[start]

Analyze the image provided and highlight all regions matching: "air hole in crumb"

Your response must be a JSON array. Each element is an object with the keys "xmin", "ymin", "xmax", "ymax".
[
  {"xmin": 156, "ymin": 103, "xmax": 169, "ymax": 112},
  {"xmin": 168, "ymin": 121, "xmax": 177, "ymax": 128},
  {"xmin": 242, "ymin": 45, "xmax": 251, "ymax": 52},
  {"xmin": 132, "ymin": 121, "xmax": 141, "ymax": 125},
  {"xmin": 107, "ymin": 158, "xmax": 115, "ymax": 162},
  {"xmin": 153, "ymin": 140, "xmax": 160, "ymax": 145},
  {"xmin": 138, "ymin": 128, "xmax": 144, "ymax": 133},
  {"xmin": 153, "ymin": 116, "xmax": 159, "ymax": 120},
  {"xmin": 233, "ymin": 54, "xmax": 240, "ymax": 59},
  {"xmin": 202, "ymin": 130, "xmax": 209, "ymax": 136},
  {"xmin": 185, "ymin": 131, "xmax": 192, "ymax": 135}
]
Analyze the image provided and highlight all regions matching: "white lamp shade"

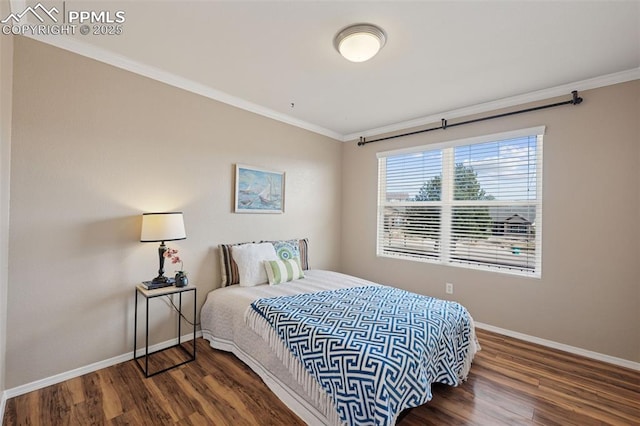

[end]

▶ Description of the task: Rewrite the material above with every instance of "highlight" changed to "outline" and nothing else altered, leaving out the pictures.

▶ Complete answer:
Analyze the image provided and outline all regions matching: "air hole in crumb"

Your response must be a JSON array. Each element is an object with the keys "xmin", "ymin", "xmax", "ymax".
[
  {"xmin": 156, "ymin": 103, "xmax": 169, "ymax": 112},
  {"xmin": 168, "ymin": 121, "xmax": 177, "ymax": 128},
  {"xmin": 242, "ymin": 45, "xmax": 251, "ymax": 52},
  {"xmin": 132, "ymin": 121, "xmax": 141, "ymax": 125},
  {"xmin": 107, "ymin": 158, "xmax": 115, "ymax": 162},
  {"xmin": 153, "ymin": 140, "xmax": 160, "ymax": 145},
  {"xmin": 138, "ymin": 128, "xmax": 144, "ymax": 133},
  {"xmin": 153, "ymin": 116, "xmax": 159, "ymax": 120},
  {"xmin": 233, "ymin": 54, "xmax": 240, "ymax": 59},
  {"xmin": 202, "ymin": 130, "xmax": 209, "ymax": 136},
  {"xmin": 185, "ymin": 131, "xmax": 192, "ymax": 135}
]
Analyze the image provided and outline all regions matching: "white lamp shade"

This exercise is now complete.